Stored data:
-------
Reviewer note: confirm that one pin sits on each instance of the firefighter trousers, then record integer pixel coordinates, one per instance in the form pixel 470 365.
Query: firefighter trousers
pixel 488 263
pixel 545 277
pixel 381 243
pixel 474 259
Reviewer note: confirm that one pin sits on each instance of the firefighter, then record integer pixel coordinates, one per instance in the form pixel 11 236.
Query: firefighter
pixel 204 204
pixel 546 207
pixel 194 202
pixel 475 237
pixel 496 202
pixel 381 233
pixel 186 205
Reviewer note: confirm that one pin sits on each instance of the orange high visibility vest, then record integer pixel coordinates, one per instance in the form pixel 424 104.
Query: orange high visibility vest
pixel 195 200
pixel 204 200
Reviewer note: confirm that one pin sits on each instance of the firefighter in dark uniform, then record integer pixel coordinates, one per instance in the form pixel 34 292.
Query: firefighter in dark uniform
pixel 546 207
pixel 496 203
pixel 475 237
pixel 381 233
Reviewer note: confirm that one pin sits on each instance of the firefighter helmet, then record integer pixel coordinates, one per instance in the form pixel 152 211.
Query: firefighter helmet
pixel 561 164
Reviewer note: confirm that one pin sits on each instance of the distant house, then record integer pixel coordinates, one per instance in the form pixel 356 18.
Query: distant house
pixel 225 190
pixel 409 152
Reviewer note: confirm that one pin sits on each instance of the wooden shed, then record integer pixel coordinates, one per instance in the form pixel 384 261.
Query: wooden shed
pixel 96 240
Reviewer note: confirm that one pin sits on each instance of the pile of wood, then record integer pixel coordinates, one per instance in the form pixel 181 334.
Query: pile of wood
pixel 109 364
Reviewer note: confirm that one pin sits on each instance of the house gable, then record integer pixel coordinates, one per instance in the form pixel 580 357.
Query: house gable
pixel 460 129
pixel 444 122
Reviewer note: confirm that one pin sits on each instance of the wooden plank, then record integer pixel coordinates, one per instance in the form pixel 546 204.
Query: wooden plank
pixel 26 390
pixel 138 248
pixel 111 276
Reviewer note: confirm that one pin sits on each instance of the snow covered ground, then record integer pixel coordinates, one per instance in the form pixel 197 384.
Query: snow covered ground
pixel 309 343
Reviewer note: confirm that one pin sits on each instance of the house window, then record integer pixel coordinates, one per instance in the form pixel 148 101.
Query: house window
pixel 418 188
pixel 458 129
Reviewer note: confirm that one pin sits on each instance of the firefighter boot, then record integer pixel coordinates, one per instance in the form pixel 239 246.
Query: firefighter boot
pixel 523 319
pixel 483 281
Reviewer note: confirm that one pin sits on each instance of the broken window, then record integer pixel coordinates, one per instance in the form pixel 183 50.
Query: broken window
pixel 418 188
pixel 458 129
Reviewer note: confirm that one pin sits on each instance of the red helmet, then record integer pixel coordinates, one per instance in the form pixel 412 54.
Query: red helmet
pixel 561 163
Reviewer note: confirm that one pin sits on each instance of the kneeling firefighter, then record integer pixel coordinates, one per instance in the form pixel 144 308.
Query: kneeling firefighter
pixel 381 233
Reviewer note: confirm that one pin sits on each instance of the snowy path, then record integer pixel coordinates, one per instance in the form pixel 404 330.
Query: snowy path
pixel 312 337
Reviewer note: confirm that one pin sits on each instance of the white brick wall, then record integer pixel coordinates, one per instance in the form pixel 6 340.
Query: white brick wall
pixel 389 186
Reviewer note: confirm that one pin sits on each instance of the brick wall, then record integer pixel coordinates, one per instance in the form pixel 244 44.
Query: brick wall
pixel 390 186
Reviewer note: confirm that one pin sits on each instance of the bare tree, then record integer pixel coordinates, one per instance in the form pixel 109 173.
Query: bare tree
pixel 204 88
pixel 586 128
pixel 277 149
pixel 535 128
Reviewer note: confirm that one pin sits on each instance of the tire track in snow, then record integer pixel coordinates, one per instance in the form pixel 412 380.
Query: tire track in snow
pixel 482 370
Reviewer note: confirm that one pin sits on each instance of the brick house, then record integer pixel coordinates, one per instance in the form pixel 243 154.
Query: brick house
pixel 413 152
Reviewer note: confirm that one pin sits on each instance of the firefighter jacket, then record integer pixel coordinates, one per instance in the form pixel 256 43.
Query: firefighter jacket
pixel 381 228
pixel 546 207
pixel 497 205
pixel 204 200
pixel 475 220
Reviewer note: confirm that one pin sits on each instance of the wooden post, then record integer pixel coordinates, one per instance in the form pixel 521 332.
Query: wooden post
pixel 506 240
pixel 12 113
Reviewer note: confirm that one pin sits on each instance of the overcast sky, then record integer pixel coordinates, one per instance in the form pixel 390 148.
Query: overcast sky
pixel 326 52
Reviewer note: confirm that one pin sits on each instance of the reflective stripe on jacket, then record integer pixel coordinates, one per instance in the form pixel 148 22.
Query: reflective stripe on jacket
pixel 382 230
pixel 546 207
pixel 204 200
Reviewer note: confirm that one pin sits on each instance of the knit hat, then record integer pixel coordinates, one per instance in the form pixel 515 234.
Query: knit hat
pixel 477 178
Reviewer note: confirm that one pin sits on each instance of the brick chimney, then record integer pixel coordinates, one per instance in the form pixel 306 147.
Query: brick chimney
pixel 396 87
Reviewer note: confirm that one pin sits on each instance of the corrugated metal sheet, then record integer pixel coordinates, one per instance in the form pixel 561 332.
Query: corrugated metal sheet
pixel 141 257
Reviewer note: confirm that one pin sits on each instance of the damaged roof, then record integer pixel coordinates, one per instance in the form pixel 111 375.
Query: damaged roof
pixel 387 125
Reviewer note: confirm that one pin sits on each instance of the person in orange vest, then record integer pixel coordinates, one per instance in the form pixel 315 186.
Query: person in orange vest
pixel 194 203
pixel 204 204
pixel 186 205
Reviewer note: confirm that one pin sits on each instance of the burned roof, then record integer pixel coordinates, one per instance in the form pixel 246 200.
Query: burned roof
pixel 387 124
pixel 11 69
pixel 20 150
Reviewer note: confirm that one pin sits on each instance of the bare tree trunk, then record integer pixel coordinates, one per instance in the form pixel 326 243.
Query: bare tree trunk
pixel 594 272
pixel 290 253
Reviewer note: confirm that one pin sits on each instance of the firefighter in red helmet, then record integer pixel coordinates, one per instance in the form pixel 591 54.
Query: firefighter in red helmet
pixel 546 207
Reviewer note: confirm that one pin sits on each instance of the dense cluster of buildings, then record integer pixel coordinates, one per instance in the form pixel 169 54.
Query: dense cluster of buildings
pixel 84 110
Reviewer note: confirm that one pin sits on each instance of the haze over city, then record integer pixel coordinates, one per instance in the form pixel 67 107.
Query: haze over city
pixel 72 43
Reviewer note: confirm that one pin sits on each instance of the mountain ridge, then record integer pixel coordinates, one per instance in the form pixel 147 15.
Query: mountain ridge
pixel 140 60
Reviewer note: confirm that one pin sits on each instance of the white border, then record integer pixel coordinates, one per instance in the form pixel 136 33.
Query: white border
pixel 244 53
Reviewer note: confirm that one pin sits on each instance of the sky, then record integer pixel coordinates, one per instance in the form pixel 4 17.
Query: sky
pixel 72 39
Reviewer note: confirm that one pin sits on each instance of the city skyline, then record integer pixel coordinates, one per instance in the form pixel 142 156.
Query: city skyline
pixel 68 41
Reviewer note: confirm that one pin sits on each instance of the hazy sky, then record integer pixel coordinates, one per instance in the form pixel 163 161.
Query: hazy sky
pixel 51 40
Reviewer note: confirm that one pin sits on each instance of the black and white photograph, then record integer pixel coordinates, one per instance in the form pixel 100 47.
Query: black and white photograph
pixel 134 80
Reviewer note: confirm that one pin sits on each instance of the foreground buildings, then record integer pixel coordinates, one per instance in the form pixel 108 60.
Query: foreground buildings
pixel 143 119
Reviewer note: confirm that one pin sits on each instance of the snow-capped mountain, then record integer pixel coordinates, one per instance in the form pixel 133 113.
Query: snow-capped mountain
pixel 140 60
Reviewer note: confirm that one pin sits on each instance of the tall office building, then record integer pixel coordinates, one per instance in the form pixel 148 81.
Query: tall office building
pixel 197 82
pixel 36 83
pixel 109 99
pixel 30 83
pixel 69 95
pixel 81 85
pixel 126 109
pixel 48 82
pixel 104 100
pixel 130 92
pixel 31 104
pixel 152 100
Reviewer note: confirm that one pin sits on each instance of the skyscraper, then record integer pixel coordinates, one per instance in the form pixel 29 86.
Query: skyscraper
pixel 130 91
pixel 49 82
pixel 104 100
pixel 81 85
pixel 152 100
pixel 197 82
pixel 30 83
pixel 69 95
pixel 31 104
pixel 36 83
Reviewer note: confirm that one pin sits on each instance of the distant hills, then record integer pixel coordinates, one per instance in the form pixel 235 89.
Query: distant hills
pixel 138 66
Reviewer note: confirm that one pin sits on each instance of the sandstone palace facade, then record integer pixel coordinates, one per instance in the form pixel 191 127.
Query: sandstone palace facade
-------
Directions for this task: Taking the entries above, write out exactly each line from the one holding "Query: bare tree trunk" to the one holding "pixel 67 107.", both included, and stop there.

Exercise result:
Query: bare tree trunk
pixel 594 272
pixel 290 253
Reviewer note: confirm that one pin sits on each instance of the firefighter in red helmet, then record integer pixel coordinates, one per instance in the form pixel 591 54.
Query: firefighter in red helmet
pixel 546 207
Reviewer note: confirm that one pin sits on each instance of the dense cluster of buildings, then record integer pixel coordinates, one per instance in the form pixel 169 54.
Query: dense cluster of buildings
pixel 84 110
Reviewer note: confirm that one pin sits on each instance of the haze over city, then record integer pixel coordinates, one per instance in the form pixel 67 107.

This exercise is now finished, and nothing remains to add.